§ ACTIONS TO TAKE
1. Answer these questions from the permutations page, one per line:
(a) What value does the stats table give for Difficulty?
(b) What kind of array does the first solution use?
(c) In the swap element method, what is each element swapped with?
2. Copy the stretch of the permutations page from "One solution is" through "an empty List.", substituting "empty ArrayList" for "empty List".

§ DOCUMENT TEXT
• • • • • • •

Question
Given a collection of numbers, return all possible permutations.
For example,
[1,2,3] have the following permutations:
[1,2,3], [1,3,2], [2,1,3], [2,3,1], [3,1,2], and [3,2,1].
Stats
| Frequency | 4 |
| Difficulty | 3 |
| Adjusted Difficulty | 4 |
| Time to use | -------- |
Ratings/Color = 1(white) 2(lime) 3(yellow) 4/5(red)
Solution
This is a very classic question.
One solution is to recursively push elements into a list, until all elements are pushed. Make use of a ‘visited’ array.
Another solution is using 2 nested for-loops to keep adding next elements. Read this post:
Loop through the array, in each iteration, a new number is added to different locations of results of previous iteration. Start from an empty List.
Keep in mind: this type of permutation questions always requires insert/delete before/after a recursion.
In case you are interested, there is a third solution, swap element method. It is also explained in the same post:
Swap each element with each element after it.

• • • • • • •

§ EXCERPTED RECORDS

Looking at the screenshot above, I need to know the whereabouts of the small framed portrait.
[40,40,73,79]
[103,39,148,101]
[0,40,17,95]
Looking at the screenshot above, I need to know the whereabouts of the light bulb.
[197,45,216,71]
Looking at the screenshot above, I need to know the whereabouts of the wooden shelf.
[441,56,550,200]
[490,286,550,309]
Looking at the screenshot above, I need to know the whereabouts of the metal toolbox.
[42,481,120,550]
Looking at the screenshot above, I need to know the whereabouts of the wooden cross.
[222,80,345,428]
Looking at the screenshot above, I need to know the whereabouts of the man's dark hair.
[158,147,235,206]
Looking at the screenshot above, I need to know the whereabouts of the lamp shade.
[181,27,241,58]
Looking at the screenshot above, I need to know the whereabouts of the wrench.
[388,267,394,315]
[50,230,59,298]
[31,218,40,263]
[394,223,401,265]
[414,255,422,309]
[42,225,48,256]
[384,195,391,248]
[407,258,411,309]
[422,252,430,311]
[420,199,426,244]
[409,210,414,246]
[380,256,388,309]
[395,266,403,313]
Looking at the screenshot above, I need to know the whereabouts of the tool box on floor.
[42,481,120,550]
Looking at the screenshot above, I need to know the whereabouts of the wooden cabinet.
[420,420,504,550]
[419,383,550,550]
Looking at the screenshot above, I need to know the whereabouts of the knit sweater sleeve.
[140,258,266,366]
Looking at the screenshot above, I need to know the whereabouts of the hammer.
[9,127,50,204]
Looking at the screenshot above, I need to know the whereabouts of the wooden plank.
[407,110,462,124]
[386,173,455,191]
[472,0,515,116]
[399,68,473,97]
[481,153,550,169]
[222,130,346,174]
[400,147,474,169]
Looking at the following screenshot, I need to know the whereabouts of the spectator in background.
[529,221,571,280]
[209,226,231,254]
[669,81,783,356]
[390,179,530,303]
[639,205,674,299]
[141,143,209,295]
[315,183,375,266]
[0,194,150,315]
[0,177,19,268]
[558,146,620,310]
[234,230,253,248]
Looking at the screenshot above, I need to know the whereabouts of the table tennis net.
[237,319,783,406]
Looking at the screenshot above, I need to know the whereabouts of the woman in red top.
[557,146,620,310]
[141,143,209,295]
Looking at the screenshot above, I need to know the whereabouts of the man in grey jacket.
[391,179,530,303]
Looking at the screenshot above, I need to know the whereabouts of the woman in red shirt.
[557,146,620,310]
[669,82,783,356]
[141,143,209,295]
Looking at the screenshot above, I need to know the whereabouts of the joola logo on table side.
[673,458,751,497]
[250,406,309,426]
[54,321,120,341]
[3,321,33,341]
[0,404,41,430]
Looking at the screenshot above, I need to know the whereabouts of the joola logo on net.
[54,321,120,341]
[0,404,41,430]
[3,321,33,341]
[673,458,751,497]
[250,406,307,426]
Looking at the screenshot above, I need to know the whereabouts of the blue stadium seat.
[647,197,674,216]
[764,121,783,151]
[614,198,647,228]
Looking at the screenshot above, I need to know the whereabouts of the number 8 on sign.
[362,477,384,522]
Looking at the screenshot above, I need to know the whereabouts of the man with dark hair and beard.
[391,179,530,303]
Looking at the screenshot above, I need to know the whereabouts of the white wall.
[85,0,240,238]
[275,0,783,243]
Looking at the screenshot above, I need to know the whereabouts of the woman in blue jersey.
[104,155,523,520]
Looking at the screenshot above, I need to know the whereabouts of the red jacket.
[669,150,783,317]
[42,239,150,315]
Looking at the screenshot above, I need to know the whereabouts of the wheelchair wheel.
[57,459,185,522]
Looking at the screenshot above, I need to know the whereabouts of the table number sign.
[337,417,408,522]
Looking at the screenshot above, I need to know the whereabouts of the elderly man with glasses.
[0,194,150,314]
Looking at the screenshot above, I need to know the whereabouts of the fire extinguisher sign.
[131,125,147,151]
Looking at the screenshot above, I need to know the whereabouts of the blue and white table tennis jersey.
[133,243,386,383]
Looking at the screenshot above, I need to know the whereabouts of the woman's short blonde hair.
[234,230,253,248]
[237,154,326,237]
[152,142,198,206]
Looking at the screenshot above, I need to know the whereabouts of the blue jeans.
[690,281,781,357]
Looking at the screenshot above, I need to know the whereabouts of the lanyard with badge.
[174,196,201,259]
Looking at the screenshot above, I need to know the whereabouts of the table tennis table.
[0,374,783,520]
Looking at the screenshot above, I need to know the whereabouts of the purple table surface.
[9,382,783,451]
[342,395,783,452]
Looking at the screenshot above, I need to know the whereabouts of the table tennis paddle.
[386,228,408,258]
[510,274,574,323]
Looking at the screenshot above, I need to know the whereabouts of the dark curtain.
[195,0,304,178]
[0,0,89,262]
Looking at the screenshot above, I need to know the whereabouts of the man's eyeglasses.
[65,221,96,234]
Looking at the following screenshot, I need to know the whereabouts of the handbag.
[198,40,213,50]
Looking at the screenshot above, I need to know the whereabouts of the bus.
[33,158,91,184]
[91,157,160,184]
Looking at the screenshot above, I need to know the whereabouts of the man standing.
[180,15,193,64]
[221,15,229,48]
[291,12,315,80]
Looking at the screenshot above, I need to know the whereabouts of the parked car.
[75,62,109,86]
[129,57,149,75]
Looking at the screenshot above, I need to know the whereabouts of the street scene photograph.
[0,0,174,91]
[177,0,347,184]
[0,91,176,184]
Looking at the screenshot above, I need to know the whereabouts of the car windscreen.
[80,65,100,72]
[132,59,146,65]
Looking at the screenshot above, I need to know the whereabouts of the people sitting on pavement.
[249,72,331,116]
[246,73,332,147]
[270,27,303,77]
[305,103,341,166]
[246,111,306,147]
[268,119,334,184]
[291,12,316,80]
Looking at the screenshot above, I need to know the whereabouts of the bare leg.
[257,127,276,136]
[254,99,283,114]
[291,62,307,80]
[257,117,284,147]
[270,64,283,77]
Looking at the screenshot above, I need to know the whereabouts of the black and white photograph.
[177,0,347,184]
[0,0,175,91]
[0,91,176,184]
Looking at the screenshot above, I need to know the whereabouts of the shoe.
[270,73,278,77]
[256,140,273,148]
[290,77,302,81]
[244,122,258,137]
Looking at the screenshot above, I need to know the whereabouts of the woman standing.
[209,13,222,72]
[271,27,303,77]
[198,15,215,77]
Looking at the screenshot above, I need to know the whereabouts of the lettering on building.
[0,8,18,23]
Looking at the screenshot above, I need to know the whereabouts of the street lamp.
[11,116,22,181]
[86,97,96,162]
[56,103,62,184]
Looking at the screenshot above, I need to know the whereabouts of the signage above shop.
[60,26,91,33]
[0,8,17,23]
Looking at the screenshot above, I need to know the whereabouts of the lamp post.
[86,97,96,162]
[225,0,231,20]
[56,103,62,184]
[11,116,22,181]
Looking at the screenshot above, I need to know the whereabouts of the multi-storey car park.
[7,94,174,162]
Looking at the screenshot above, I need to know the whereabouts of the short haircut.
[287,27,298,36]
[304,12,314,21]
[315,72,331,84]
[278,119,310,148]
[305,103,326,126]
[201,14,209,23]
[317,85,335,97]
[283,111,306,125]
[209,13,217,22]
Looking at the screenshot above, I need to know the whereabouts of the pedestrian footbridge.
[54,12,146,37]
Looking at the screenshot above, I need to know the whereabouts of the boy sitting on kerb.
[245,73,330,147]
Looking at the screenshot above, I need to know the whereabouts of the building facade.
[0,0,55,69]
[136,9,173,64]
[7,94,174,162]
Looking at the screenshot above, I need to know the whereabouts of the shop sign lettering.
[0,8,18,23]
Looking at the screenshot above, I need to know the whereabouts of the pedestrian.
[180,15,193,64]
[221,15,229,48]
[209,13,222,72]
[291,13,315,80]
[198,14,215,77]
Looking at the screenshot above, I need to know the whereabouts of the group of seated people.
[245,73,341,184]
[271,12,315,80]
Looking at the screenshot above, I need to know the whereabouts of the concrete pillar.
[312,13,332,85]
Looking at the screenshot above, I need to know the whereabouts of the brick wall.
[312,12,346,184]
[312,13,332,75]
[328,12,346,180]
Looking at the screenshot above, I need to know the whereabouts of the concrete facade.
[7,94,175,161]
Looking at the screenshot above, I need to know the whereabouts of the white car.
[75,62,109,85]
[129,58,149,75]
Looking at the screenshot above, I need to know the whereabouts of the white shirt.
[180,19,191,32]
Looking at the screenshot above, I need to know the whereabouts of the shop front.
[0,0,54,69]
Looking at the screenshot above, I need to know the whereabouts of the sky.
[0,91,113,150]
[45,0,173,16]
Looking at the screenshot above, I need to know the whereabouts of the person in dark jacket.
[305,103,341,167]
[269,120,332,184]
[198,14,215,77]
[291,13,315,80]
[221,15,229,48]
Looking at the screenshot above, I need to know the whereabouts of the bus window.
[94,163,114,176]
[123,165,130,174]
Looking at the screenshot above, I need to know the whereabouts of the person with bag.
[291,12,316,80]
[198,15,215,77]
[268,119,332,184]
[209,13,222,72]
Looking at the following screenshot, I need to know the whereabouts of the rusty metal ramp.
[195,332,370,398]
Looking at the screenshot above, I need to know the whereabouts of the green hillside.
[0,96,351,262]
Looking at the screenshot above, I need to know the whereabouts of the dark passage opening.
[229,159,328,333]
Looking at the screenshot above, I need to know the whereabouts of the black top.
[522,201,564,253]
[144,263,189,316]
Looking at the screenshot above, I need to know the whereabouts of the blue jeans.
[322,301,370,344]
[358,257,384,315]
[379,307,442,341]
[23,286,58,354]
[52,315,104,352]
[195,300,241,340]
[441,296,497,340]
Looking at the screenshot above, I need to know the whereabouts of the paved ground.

• • • • • • •

§ TASK ANSWERS
1.
(a) 3
(b) A ‘visited’ array.
(c) With each element after it.

2.
One solution is to recursively push elements into a list, until all elements are pushed. Make use of a ‘visited’ array.
Another solution is using 2 nested for-loops to keep adding next elements. Read this post:
Loop through the array, in each iteration, a new number is added to different locations of results of previous iteration. Start from an empty ArrayList.